_WRITTEN PROBLEM_
Rewrite the material below as a numbered list, dropping any blank lines. Leave the pictures out of your answer.

(Part of a data file)
## START

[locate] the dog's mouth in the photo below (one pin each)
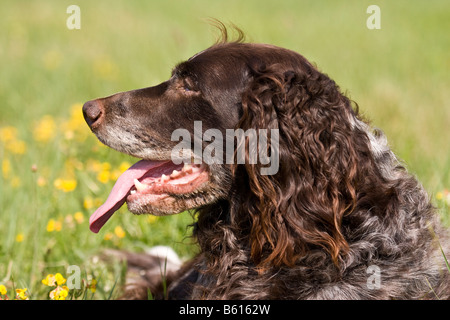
(152, 187)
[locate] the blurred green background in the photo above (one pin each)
(398, 75)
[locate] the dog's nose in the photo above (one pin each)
(93, 113)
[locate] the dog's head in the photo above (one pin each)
(203, 97)
(186, 130)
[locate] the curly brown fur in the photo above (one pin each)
(339, 204)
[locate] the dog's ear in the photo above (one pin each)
(302, 205)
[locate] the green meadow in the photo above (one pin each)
(55, 173)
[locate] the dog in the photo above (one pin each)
(339, 217)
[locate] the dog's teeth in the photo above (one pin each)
(175, 174)
(139, 186)
(164, 178)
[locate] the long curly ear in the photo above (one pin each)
(301, 207)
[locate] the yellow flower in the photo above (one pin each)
(44, 129)
(3, 290)
(16, 147)
(21, 294)
(66, 185)
(60, 293)
(6, 168)
(119, 232)
(41, 181)
(93, 285)
(59, 279)
(20, 237)
(79, 217)
(49, 280)
(53, 280)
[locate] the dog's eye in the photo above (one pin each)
(189, 85)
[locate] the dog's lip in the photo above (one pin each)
(151, 181)
(119, 192)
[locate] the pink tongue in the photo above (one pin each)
(119, 193)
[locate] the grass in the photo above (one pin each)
(54, 172)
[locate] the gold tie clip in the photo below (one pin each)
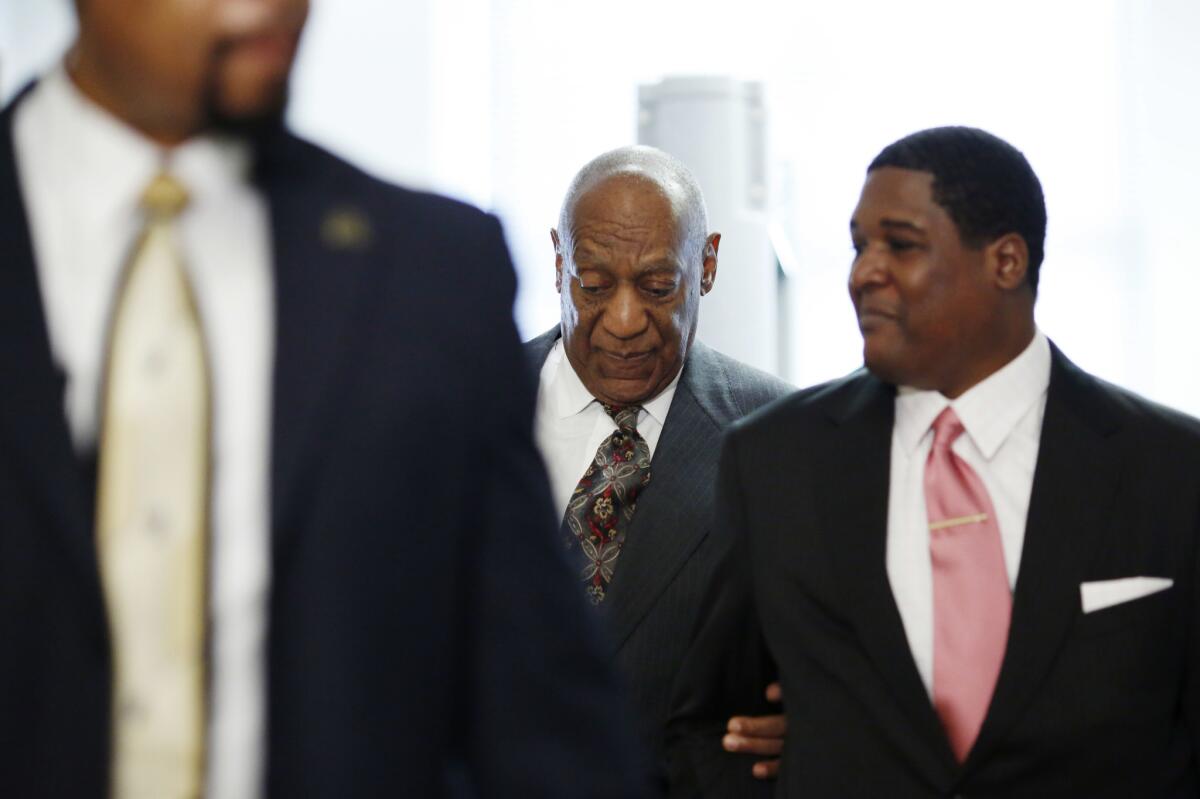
(957, 521)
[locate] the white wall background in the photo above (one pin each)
(501, 101)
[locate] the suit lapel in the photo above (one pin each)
(1074, 487)
(855, 514)
(675, 512)
(31, 410)
(322, 245)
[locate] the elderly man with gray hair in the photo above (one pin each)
(630, 415)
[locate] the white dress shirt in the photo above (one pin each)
(570, 424)
(82, 173)
(1002, 416)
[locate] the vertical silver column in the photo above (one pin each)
(718, 127)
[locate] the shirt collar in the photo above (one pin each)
(108, 162)
(570, 397)
(989, 410)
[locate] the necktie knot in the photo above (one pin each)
(165, 197)
(624, 415)
(947, 428)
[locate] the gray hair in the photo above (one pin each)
(666, 172)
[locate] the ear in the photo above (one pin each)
(558, 260)
(1008, 259)
(708, 270)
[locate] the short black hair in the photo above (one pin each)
(985, 185)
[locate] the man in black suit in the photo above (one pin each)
(633, 256)
(1061, 656)
(321, 559)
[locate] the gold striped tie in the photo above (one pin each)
(151, 514)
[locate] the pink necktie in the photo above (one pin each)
(972, 602)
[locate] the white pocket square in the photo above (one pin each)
(1107, 593)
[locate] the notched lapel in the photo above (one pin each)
(31, 410)
(322, 246)
(856, 512)
(1075, 484)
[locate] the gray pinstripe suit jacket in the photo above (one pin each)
(671, 547)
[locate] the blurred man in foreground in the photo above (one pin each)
(629, 401)
(267, 527)
(973, 563)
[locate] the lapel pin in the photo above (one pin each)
(346, 228)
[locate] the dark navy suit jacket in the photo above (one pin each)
(1087, 704)
(420, 611)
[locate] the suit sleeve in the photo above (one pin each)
(727, 666)
(541, 715)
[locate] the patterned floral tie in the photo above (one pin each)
(603, 504)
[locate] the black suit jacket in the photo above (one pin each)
(672, 546)
(1097, 704)
(420, 610)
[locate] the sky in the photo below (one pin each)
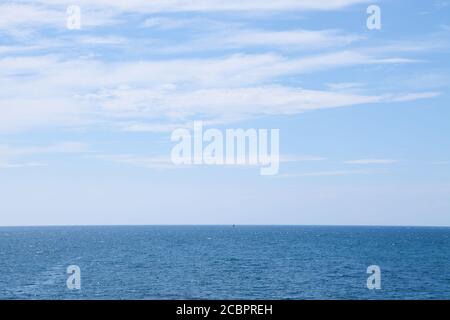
(86, 115)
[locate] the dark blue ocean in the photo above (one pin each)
(224, 262)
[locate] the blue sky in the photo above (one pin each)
(86, 115)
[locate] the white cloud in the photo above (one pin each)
(371, 161)
(323, 174)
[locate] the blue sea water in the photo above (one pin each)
(224, 262)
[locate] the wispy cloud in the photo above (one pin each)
(371, 161)
(323, 174)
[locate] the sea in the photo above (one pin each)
(224, 262)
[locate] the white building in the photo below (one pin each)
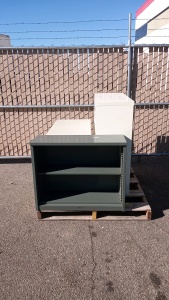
(152, 23)
(5, 40)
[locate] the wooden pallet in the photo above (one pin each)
(136, 208)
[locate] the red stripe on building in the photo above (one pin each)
(143, 7)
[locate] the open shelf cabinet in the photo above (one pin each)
(79, 173)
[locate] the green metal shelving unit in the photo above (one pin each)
(79, 173)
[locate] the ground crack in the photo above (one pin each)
(94, 263)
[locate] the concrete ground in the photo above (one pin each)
(76, 260)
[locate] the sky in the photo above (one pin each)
(59, 15)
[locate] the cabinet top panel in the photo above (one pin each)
(51, 140)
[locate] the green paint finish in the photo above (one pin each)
(79, 172)
(118, 140)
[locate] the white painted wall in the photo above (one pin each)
(160, 36)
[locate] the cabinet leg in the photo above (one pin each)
(39, 215)
(94, 215)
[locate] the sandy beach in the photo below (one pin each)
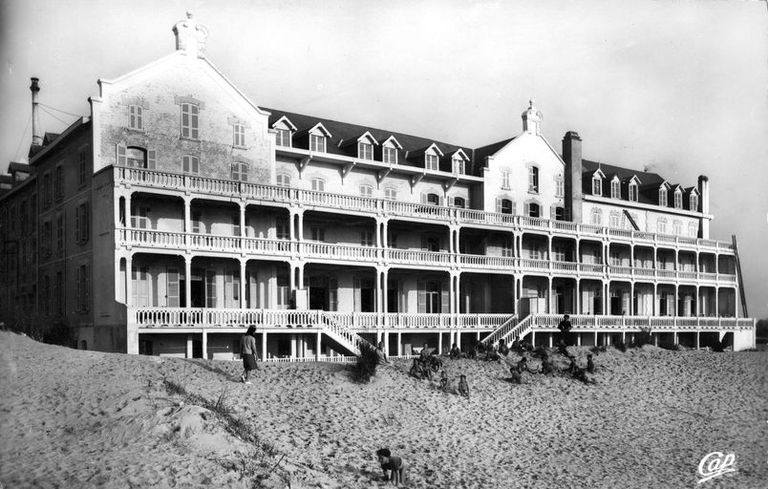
(74, 418)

## END

_FINAL RESULT_
1. [locate] the dog's mouth in the photo below (one pin each)
2. (152, 187)
3. [locate] the blurred green background in the photo above (one pin each)
4. (398, 75)
5. [locate] the dog's nose in the photo above (one pin each)
6. (93, 113)
7. [locate] the dog's head in the photo above (one pin each)
8. (203, 97)
9. (186, 130)
10. [locate] the curly brown fur in the photo above (one pin each)
11. (339, 204)
12. [locate] the dog's ear in the photo above (one pin each)
13. (302, 205)
14. [locate] the green meadow in the photo above (one pin each)
15. (55, 173)
16. [locate] the dog in the photo above (one pin each)
17. (339, 217)
18. [locate] the dog's teeth in the photo above (one pin each)
19. (175, 174)
20. (139, 186)
21. (164, 178)
22. [locate] the long curly ear in the photo above (one pin each)
23. (301, 207)
24. [locate] the yellow flower in the photo above (one pin each)
25. (44, 129)
26. (3, 290)
27. (16, 147)
28. (21, 294)
29. (66, 185)
30. (60, 293)
31. (6, 168)
32. (119, 232)
33. (41, 181)
34. (93, 285)
35. (59, 279)
36. (20, 237)
37. (79, 217)
38. (49, 280)
39. (53, 280)
40. [locate] the dog's eye in the photo above (one pin each)
41. (189, 85)
42. [locate] the dog's lip in the photo above (one pin each)
43. (151, 181)
44. (119, 192)
45. [locate] the pink tongue in the photo above (one pin each)
46. (119, 193)
47. [locate] the grass in the photo above (one pin each)
48. (54, 172)
49. [locate] the gold tie clip in the photo below (one pin each)
50. (957, 521)
51. [locate] the white wall background in the photo above (one pin each)
52. (501, 101)
53. [locate] the suit lapel in the photo above (one pin each)
54. (1074, 487)
55. (855, 514)
56. (675, 512)
57. (31, 410)
58. (322, 245)
59. [locate] the elderly man with gray hair in the photo above (one pin each)
60. (630, 415)
61. [locate] the white dress shirt in the photo above (one pin each)
62. (570, 424)
63. (82, 173)
64. (1002, 416)
65. [locate] the vertical silver column in the photo above (one pin each)
66. (718, 127)
67. [locate] the shirt collar in the photo above (one pin each)
68. (108, 162)
69. (570, 397)
70. (989, 410)
71. [locate] the necktie knot in the photo above (one pin each)
72. (165, 197)
73. (624, 415)
74. (947, 428)
75. [locate] the gray hair in the photo above (one pin each)
76. (666, 172)
77. [locate] the ear in the photo above (one pin each)
78. (558, 260)
79. (1008, 259)
80. (708, 270)
81. [locate] the short black hair in the photo above (one pin each)
82. (985, 185)
83. [locate] the man in black suit in the photo above (one pin each)
84. (633, 256)
85. (1061, 656)
86. (321, 559)
87. [locate] the gold striped tie in the photo above (one pin each)
88. (151, 514)
89. [locate] the pink necktie in the photo above (one pin each)
90. (972, 602)
91. [locate] the white pocket square in the photo above (one pin each)
92. (1107, 593)
93. [locate] the notched lapel in the photo above (one pin each)
94. (31, 410)
95. (322, 246)
96. (856, 512)
97. (1075, 484)
98. [locate] the gray pinstripe suit jacket in the photo above (one pin each)
99. (671, 547)
100. [locate] the blurred man in foreground in the photo above (one pin each)
101. (629, 401)
102. (267, 527)
103. (973, 563)
104. [locate] the lapel pin in the photo above (one pin each)
105. (346, 228)
106. [locate] the dark navy suit jacket in the photo above (one pin each)
107. (1087, 704)
108. (420, 611)
109. [locate] the suit sleeve in the photo above (one pin each)
110. (727, 666)
111. (541, 715)
112. [locate] the patterned floral tie in the photo above (one pin each)
113. (603, 504)
114. [locate] the black suit jacket in the photo above (one pin each)
115. (672, 546)
116. (1097, 704)
117. (420, 610)
118. [locate] the sky in the photo below (one pin each)
119. (86, 115)
120. [locate] the dark blue ocean in the photo above (one pin each)
121. (224, 262)
122. [locate] the blue sky in the photo above (one pin each)
123. (86, 115)
124. [locate] the white cloud in the photo above (one pin each)
125. (371, 161)
126. (323, 174)
127. [locate] the blue sea water in the photo above (one pin each)
128. (224, 262)
129. [locate] the wispy cloud in the photo above (one pin each)
130. (371, 161)
131. (323, 174)
132. [locate] the sea in the photo above (one pin each)
133. (224, 262)
134. [locate] the white building in the photo below (one pin each)
135. (152, 23)
136. (5, 40)
137. [locate] the wooden pallet in the photo above (one pin each)
138. (136, 208)
139. [locate] the red stripe on building in the photo above (one pin each)
140. (143, 7)
141. [locate] the open shelf cabinet in the photo above (one pin each)
142. (79, 173)
143. [locate] the green metal shelving unit in the photo above (one pin each)
144. (79, 173)
145. [locate] the ground crack in the photo above (one pin each)
146. (94, 263)
147. [locate] the concrete ground in the photo above (one pin each)
148. (76, 260)
149. [locate] the sky in the photo above (one pin each)
150. (59, 15)
151. [locate] the cabinet top panel in the photo above (one pin each)
152. (51, 140)
153. [locate] the green paint finish in the photo above (one pin each)
154. (79, 172)
155. (118, 140)
156. [locate] the white painted wall in the photo above (one pin each)
157. (160, 36)
158. [locate] the cabinet leg in the photo above (one pin each)
159. (39, 215)
160. (94, 215)
161. [locate] the sandy beach in the photo below (one pin each)
162. (74, 418)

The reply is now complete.